| OBJECTIVES |
• a. List each function name that appears in the email, once per function.
• b. Quote the email starting at the words "FWIW Sashiko claims" and ending after "bypasses those initializations.".
# Start of PASSAGE SHOWN
On Fri, 2026-07-03 at 15:08 +0200, Christian König wrote:
> Arun please take a look at this.
> 
> Thanks,
> Christian.

FWIW Sashiko claims there is yet another pre-existing bug WRT ordering
here, but since the fix wasn't needed for the rest of the series, I
focused on this one.

Thanks,
Thomas


> 
> On 7/3/26 15:05, Thomas Hellström wrote:
> > drmm_cgroup_register_region() is called before INIT_LIST_HEAD() and
> > gpu_buddy_init() in amdgpu_vram_mgr_init(). If it fails, the
> > function
> > returns early and bypasses those initializations.
> > 
> > Since adev->mman.initialized is set to true before
> > amdgpu_vram_mgr_init()
# End of PASSAGE SHOWN
# Start of DATA EXTRACT
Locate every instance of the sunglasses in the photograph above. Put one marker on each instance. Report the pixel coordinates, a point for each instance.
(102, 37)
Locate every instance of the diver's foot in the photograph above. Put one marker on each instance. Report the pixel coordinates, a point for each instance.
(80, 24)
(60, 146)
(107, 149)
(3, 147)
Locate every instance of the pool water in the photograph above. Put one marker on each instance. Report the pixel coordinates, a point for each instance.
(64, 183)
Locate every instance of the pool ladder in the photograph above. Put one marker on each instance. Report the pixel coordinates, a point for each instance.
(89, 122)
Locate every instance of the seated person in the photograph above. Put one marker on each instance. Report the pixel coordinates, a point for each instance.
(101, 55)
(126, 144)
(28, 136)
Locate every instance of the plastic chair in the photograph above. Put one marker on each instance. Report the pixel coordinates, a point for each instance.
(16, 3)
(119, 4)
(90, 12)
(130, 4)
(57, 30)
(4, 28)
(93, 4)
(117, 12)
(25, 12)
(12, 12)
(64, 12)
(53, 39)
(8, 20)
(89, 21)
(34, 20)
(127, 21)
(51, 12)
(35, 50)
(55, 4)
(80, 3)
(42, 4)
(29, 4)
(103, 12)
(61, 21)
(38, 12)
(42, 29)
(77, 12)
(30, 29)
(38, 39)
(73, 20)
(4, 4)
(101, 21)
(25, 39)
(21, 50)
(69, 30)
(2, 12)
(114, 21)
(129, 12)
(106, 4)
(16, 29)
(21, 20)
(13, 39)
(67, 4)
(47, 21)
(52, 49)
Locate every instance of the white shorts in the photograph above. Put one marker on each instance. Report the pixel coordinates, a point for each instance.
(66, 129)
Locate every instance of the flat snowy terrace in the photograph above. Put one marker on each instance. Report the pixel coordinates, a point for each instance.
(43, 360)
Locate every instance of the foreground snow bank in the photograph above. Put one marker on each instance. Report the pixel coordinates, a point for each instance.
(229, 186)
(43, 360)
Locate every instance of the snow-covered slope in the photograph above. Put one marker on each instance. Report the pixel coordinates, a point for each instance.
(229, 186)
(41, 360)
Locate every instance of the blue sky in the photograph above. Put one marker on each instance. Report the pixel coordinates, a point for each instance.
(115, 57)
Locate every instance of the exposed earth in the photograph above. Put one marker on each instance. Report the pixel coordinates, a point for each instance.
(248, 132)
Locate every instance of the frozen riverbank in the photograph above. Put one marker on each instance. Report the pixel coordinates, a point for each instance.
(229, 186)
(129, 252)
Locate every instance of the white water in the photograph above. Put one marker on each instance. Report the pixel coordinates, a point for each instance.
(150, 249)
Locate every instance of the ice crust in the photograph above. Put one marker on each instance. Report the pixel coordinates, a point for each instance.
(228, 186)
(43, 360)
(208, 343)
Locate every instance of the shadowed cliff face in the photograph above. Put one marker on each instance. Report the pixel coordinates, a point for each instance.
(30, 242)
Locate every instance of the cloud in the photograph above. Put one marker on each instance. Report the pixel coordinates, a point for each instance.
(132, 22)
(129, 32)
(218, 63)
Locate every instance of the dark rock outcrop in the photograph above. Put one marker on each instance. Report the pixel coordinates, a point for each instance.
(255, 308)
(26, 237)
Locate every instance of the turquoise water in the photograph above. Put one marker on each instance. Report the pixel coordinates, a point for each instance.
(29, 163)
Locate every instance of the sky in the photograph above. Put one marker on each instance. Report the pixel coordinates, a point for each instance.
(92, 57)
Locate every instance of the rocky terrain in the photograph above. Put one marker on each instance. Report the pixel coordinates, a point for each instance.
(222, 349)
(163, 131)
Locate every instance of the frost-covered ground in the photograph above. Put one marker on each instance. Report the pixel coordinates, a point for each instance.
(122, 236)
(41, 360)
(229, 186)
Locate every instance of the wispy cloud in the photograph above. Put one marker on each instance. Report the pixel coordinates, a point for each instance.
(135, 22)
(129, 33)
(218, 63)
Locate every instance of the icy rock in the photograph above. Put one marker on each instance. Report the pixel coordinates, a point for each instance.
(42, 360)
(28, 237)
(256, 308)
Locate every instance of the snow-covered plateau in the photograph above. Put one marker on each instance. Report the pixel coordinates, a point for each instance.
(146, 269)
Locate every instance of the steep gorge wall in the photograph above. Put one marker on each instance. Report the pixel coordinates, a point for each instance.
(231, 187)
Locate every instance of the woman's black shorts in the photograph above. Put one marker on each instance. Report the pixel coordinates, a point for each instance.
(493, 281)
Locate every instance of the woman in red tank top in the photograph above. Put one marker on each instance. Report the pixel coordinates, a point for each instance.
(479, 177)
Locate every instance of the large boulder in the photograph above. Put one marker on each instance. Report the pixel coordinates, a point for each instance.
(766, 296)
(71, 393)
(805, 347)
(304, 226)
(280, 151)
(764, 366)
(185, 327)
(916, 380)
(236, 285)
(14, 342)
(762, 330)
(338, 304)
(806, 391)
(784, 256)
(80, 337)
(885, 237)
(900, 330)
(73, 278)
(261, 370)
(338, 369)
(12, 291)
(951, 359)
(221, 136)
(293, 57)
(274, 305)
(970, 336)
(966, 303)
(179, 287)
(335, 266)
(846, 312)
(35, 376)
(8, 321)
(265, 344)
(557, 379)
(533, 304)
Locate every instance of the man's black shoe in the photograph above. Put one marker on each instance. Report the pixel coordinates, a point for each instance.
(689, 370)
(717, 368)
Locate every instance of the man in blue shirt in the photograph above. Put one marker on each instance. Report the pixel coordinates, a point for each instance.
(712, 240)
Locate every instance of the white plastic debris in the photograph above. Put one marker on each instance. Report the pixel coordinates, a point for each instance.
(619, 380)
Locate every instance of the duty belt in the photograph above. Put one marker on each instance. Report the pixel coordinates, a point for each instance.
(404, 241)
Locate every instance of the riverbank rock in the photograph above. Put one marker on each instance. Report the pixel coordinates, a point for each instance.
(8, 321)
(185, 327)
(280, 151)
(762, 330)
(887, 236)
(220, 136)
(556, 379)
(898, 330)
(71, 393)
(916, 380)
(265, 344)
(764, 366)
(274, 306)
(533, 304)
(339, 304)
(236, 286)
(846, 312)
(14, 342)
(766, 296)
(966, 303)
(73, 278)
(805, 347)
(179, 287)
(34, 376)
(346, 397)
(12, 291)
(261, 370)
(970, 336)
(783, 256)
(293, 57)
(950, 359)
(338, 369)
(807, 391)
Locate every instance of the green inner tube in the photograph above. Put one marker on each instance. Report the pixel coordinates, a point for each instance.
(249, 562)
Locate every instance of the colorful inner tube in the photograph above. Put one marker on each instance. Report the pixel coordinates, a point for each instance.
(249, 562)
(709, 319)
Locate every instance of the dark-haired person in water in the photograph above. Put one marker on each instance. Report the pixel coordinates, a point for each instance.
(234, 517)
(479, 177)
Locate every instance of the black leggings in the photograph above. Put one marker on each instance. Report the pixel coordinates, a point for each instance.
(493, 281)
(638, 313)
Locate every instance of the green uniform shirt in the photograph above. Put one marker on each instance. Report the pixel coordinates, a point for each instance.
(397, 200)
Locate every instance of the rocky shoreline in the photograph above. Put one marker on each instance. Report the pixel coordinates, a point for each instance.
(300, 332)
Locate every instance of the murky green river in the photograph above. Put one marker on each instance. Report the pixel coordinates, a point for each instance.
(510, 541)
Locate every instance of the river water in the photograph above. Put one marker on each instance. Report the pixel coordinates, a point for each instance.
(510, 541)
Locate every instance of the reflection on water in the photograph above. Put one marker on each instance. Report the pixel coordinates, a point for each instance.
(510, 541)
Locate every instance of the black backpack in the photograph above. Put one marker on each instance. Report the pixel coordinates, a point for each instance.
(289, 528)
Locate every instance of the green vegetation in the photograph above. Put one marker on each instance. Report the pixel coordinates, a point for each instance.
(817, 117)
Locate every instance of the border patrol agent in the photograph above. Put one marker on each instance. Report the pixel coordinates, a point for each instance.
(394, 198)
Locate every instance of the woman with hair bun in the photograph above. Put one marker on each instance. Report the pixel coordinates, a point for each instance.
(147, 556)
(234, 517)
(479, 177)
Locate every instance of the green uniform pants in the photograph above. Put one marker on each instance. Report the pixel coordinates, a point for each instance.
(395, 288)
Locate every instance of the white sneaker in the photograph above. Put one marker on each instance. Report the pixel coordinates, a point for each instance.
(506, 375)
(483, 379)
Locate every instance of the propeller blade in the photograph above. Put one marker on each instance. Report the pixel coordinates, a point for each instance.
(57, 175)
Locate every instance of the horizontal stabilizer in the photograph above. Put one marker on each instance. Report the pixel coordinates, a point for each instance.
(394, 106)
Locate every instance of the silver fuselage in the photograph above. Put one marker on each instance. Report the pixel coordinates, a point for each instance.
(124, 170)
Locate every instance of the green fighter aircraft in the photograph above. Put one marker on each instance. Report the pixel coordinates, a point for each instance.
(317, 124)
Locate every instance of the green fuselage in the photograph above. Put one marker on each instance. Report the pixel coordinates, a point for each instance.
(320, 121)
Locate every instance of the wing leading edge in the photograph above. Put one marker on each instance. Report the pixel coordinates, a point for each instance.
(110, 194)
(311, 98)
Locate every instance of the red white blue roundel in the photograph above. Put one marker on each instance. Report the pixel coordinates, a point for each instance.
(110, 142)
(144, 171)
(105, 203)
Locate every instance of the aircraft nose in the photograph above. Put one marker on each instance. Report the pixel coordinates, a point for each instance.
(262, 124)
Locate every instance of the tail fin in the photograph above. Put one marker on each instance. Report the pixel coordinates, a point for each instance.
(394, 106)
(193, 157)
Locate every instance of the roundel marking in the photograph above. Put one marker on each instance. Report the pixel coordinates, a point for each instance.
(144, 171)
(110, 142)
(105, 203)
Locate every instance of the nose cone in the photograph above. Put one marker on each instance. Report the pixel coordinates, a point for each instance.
# End of DATA EXTRACT
| ANSWERS |
• a.
drmm_cgroup_register_region()
INIT_LIST_HEAD()
gpu_buddy_init()
amdgpu_vram_mgr_init()

• b.
FWIW Sashiko claims there is yet another pre-existing bug WRT ordering
here, but since the fix wasn't needed for the rest of the series, I
focused on this one.

Thanks,
Thomas


> 
> On 7/3/26 15:05, Thomas Hellström wrote:
> > drmm_cgroup_register_region() is called before INIT_LIST_HEAD() and
> > gpu_buddy_init() in amdgpu_vram_mgr_init(). If it fails, the
> > function
> > returns early and bypasses those initializations.